**WHAT IS ASKED**
Rewrite everything from the line containing "on the sunlit" down to the line containing "Target: sunlit leaf", putting "thankful" in place of "grateful" and keeping all else unchanged. Leave the pictures out of your answer.

>> start TASK DATA

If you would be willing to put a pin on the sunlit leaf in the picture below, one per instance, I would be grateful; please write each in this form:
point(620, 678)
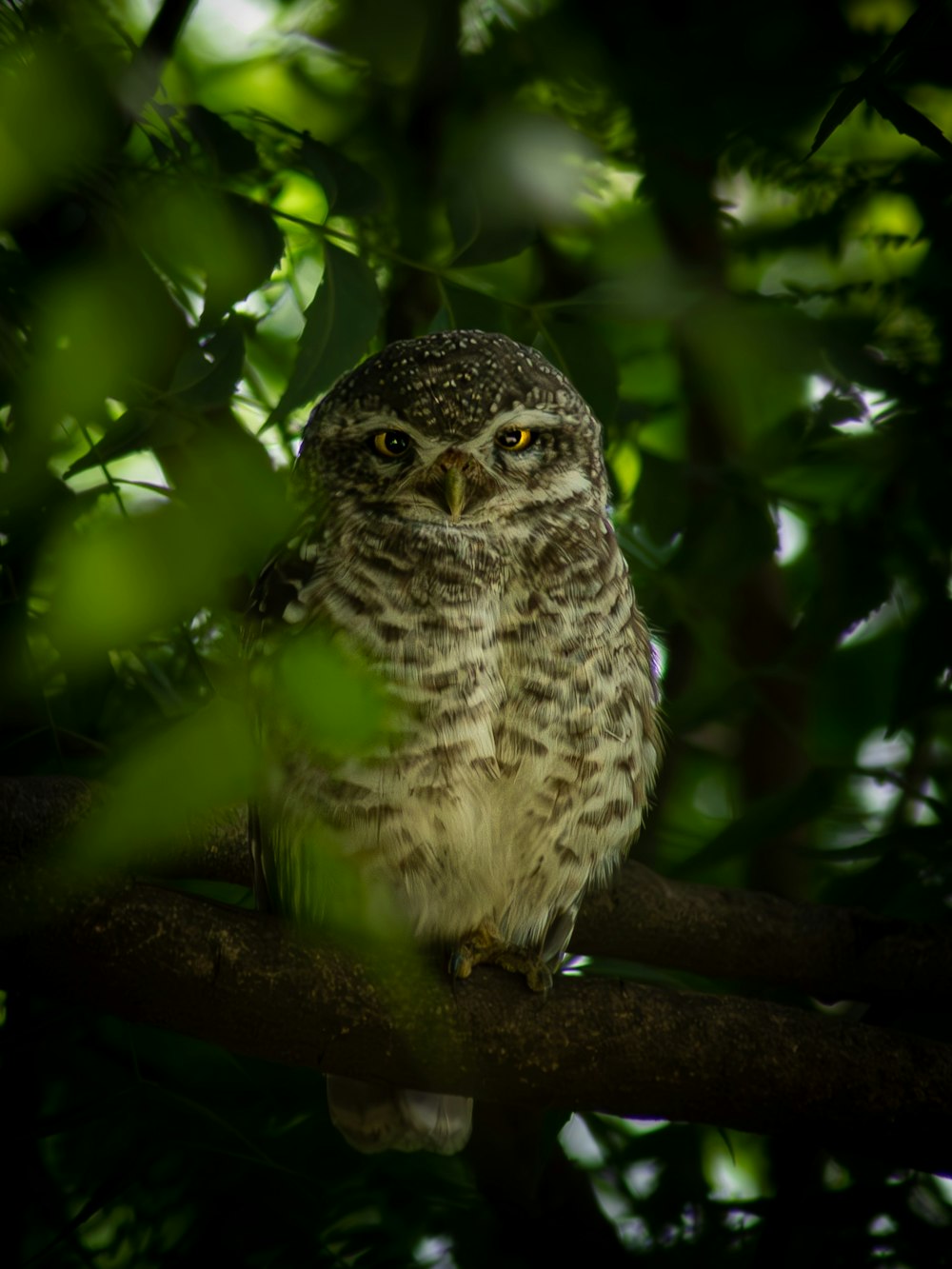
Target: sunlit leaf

>> end TASK DATA
>> start TASK DATA

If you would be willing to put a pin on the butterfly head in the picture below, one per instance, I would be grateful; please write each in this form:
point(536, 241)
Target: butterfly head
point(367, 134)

>> end TASK DATA

**EXERCISE RESULT**
If you would be willing to put a pin on the sunlit leaf in the picture below, one per instance, I would be thankful; please write each in this form:
point(620, 678)
Target: sunlit leaf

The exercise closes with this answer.